• Data for this task
▽

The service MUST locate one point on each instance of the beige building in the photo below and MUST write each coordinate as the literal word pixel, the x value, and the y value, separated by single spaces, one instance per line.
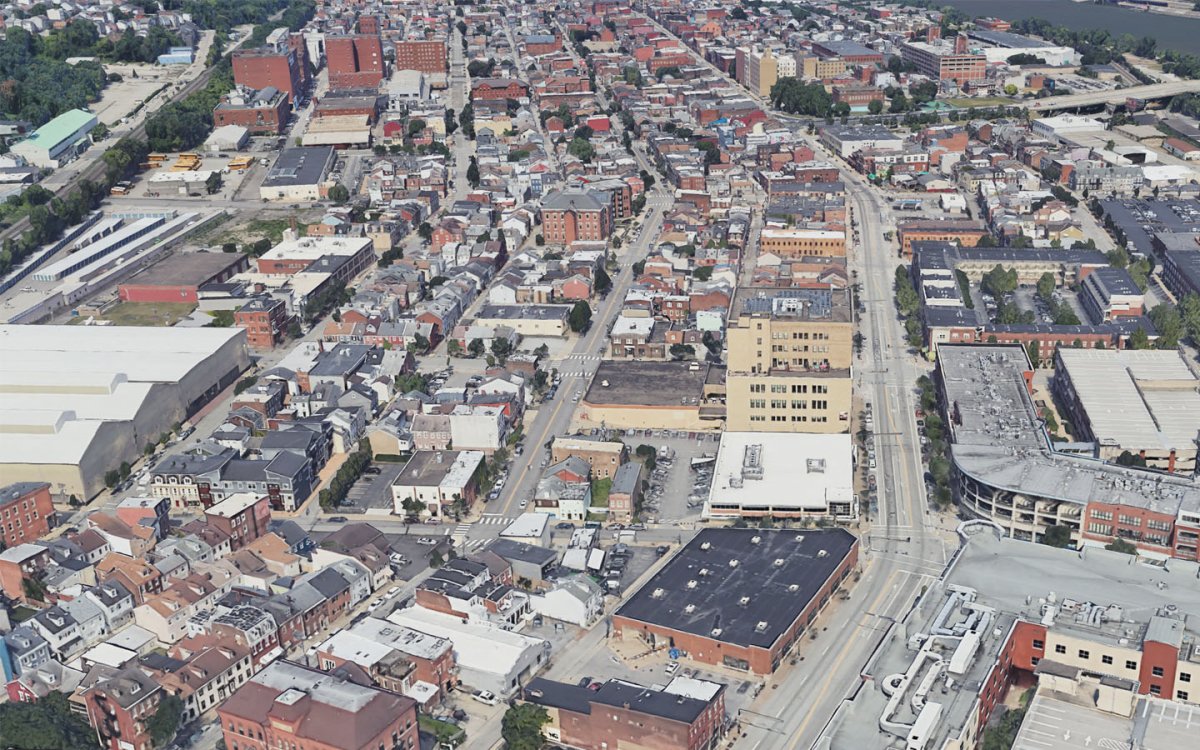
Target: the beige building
pixel 604 456
pixel 762 71
pixel 790 357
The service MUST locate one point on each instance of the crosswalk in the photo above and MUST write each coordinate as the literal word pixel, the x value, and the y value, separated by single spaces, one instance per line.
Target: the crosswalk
pixel 579 365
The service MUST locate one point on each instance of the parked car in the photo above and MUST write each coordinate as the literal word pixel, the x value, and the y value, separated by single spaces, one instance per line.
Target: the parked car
pixel 485 696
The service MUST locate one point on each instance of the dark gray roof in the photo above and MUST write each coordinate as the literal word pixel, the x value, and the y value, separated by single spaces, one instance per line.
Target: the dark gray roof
pixel 519 551
pixel 618 694
pixel 748 585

△

• Task brief
Could you print the entire listing above again word for word, with the pictures left out?

• Correct answer
The service MUST locate one point on each instance of the beige building in the photo below and MUST write each coordinate as the literal word pixel, the x value, and the y value, separated by single spaces, one instance per line.
Target: the beige building
pixel 604 456
pixel 762 71
pixel 790 357
The service MUST locate one point on each instance of the crosswalk in the photo above and MUST write each coordinate as the literal word pixel, the x value, and the y value, separated by single spaces, one instance per line.
Target: the crosswalk
pixel 579 365
The service MUST locate one point on each instance of the parked car in the photo above and MUST write each coordinate as the literal word pixel, the x value, and the y value, separated by single spaces, one instance per line.
Target: the parked car
pixel 485 696
The service MUST locate one point on each instance of the dark gray roof in the photo above and MUST write each coordinate as the literal word pixel, the x value, and the y value, separated by single spaces, one instance per line.
Target: the dark gray roof
pixel 519 551
pixel 618 694
pixel 748 585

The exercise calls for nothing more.